— Begin Data for this exercise —

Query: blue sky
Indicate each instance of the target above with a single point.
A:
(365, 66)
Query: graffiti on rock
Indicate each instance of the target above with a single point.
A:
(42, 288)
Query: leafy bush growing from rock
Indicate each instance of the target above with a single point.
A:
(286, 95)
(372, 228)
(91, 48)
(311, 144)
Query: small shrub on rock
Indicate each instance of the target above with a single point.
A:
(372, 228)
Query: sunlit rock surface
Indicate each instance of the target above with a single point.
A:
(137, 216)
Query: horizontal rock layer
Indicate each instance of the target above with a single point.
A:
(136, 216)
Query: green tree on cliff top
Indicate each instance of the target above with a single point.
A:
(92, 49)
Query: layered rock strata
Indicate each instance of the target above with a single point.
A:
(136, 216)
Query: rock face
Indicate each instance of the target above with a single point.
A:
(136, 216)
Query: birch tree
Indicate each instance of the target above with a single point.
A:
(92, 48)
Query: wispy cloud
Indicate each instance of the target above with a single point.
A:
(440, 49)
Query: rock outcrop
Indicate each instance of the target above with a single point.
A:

— End Data for this exercise —

Can you quote the entire listing above word for word?

- [Solution to this exercise]:
Query: blue sky
Indicate each instance of the target above with a single point.
A:
(365, 66)
Query: graffiti on rock
Indicate each instance of the target above with a single point.
A:
(42, 288)
Query: leafy bush growing from rock
Indicate each instance of the target above with a single point.
A:
(286, 95)
(372, 228)
(91, 48)
(311, 144)
Query: small shrub on rock
Indicate each instance of the target above with a single point.
A:
(372, 228)
Query: sunlit rock surface
Indicate each instance of the target above with a single point.
A:
(137, 216)
Query: horizontal rock layer
Indicate each instance of the target above with a single point.
A:
(136, 216)
Query: green tree on cliff top
Indicate each instance of the target above with a single point.
A:
(92, 49)
Query: layered rock strata
Indicate each instance of the target above with a single point.
A:
(136, 216)
Query: rock face
Indicate each instance of the target above with a single point.
A:
(136, 216)
Query: birch tree
Indicate each instance of the target above with a single point.
A:
(92, 48)
Query: wispy cloud
Indicate each instance of the target above with a single point.
A:
(440, 49)
Query: rock outcrop
Indicate each instance of the target above with a single point.
A:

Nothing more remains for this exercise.